- Aufgabe A
Beantworten Sie anhand des Textes über das Lithium-Projekt in Serbien diese Fragen:
(i) Wie viele Menschen gingen bei der einen Protestaktion in Belgrad, die kürzlich stattfand, auf die Straße?
(ii) In welchem Tal soll die Lithium-Mine entstehen?
(iii) Welcher Konzern soll die Mine erschließen?
- Aufgabe B
Führen Sie den Text über das Lithium-Projekt in Serbien nach seinem letzten Satz weiter.

- Textauszug
=====

Ein Lithium-Bergbauprojekt ist das derzeit alles beherrschende Thema in der serbischen Politik. Seit Wochen kommt es deswegen zu zahlreichen Protesten. Schätzungen zufolge beteiligten sich daran bis zu 120 000 Menschen allein in Belgrad. Bei einer Protestaktion allein gingen kürzlich rund 40 000 Bürgerinnen und Bürger in der Hauptstadt auf die Straße. Sie blockierten eine Autobahn sowie die beiden großen Bahnhöfe der Stadt bis zum Morgengrauen, als die Bereitschaftspolizei einschritt und mehrere Aktivistinnen und Aktivisten verhaftete. Dies wiederum löste weitere Proteste aus, bei denen die Freilassung der Inhaftierten gefordert wurde. Die Proteste brachten Umwelt- und zivilgesellschaftliche Organisationen sowie Oppositionsparteien mit unterschiedlichen ideologischen Hintergründen zusammen, die alle ein gemeinsames Ziel verfolgen: Es gilt, das umstrittene Lithium-Bergbauprojekt im westserbischen Jadar-Tal zu stoppen. Die Opposition will daraus Profit schlagen und tatsächlich könnte das Projekt eine gewaltige Herausforderung für die Regierung von Aleksandar Vučić werden.
Kritisiert wird ebenfalls, dass die EU das umstrittene Bergbauvorhaben offen unterstützt. Am 19. Juli besuchten Bundeskanzler Olaf Scholz und EU-KommissionsvizepräsidentMaroš Šefčovič Belgrad anlässlich einer Konferenz zum Thema Rohstoffe. Das wichtigste Ergebnis war dabei die Unterzeichnung eines sogenannten Memorandum of Understanding (MoU). Darin wird eine „strategische Partnerschaft zu nachhaltigen Rohstoffen, Batterie-Wertschöpfungsketten und Elektrofahrzeugen“ zwischen der Europäischen Union und Serbien bekräftigt. Darüber hinaus wurden weitere Absichtserklärungen zwischen Serbien und diversen Unternehmen, darunter dem deutschen Autobauer Mercedes-Benz, unterzeichnet. Das MoU zwischen der EU und Serbien steht ganz klar im Zusammenhang mit der geplanten Lithium-Mine im Jadar-Tal, die vom internationalen Bergbaukonzern Rio Tinto erschlossen werden soll. Serbiens Präsident Vučić begrüßte das Projekt als eine große wirtschaftliche Chance für das Land. Scholz bezeichnete die Mine ebenfalls als ein „gutes Projekt für Serbien“ sowie „ein wichtiges europäisches Projekt und einen Beitrag zur Souveränität Europas“.

=====

- Verfügbare Daten

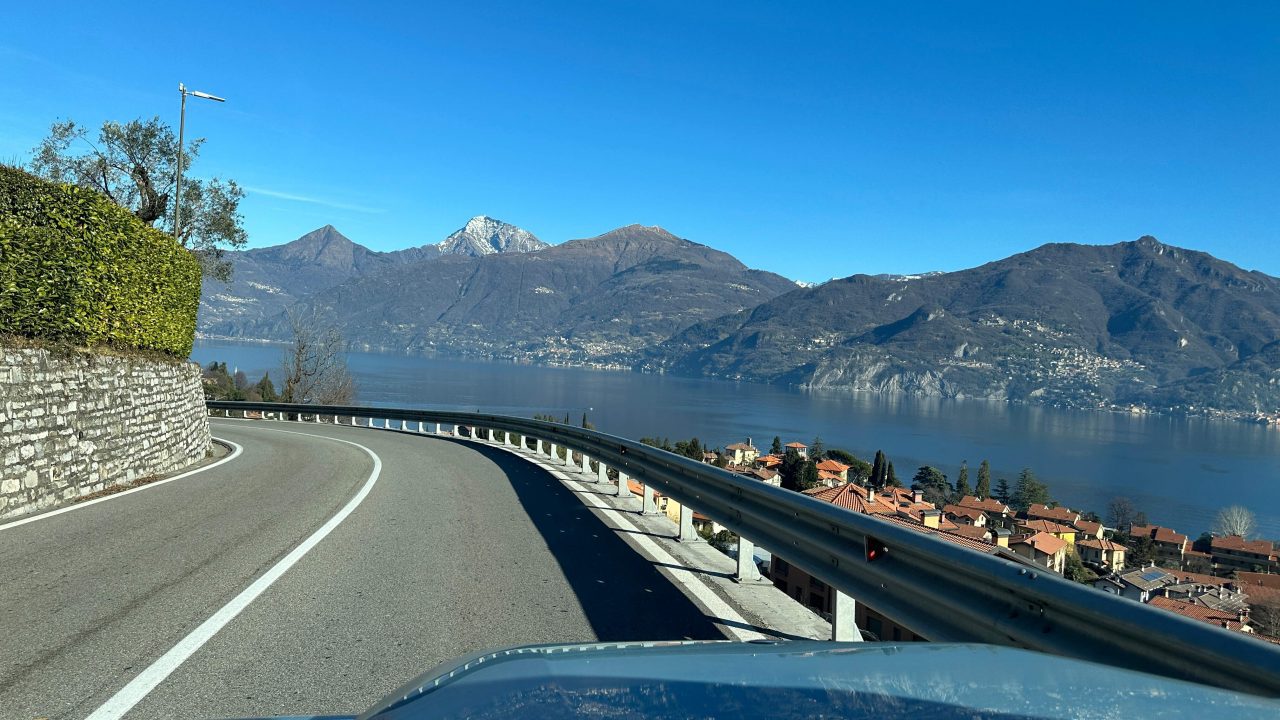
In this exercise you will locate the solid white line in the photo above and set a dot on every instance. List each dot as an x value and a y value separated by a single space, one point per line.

=====

- Lösung A
(i) Rund 40 000 Bürgerinnen und Bürger.
(ii) Im westserbischen Jadar-Tal.
(iii) Der internationale Bergbaukonzern Rio Tinto.

- Lösung B
Hinter dem rosigen Werben für eine serbisch-europäische oder serbisch-deutsche Partnerschaft verbergen sich mehrere unschöne Entwicklungen.
Es ist nicht sonderlich überraschend, dass deutsche Politikerinnen und Politiker und EU-Beamte ein solches Projekt unterstützen. Schließlich würde damit sichergestellt, dass die wichtige Ressource Lithium, die für den grünen Wandel in der EU unerlässlich ist, in unmittelbarer Nähe der Union abgebaut wird. Allerdings verbergen sich hinter dem rosigen Werben für eine serbisch-europäische oder serbisch-deutsche Partnerschaft mehrere unschöne Entwicklungen und berechtigte Bedenken, sowohl im Umwelt- als auch im politischen Sinne.
Befürworterinnen des Bergbauprojekts, darunter Vučić selbst, betonen, die Gefahr von Umweltschäden könne minimiert werden. Kritiker hingegen sind der Ansicht, die Mine werde zweifellos enorme Schäden verursachen, die durch vergleichsweise bescheidene wirtschaftliche Gewinne nicht zu rechtfertigen seien. Tatsächlich sind die potenziellen Umweltauswirkungen des Lithiumabbaus im Jadar-Tal noch nicht komplett absehbar. Dennoch befürchten viele in Serbien, dass die Mine vor allem die Flüsse Drina, Sava und Donau irreparabel schädigen und verschmutzen könnte. Die Auswirkungen wären in großen Teilen des Landes zu spüren. Gegnerinnen und Gegner des Projekts monieren auch, eine solche Mine werde gerade in Serbien und nicht in Deutschland oder anderen EU-Mitgliedstaaten angestrebt, weil die Umweltstandards und Auflagen in dem Balkanland niedriger sind. Man fürchtet, Serbien könnte zu einer umweltverschmutzenden „Bergbau-Kolonie“ der EU werden.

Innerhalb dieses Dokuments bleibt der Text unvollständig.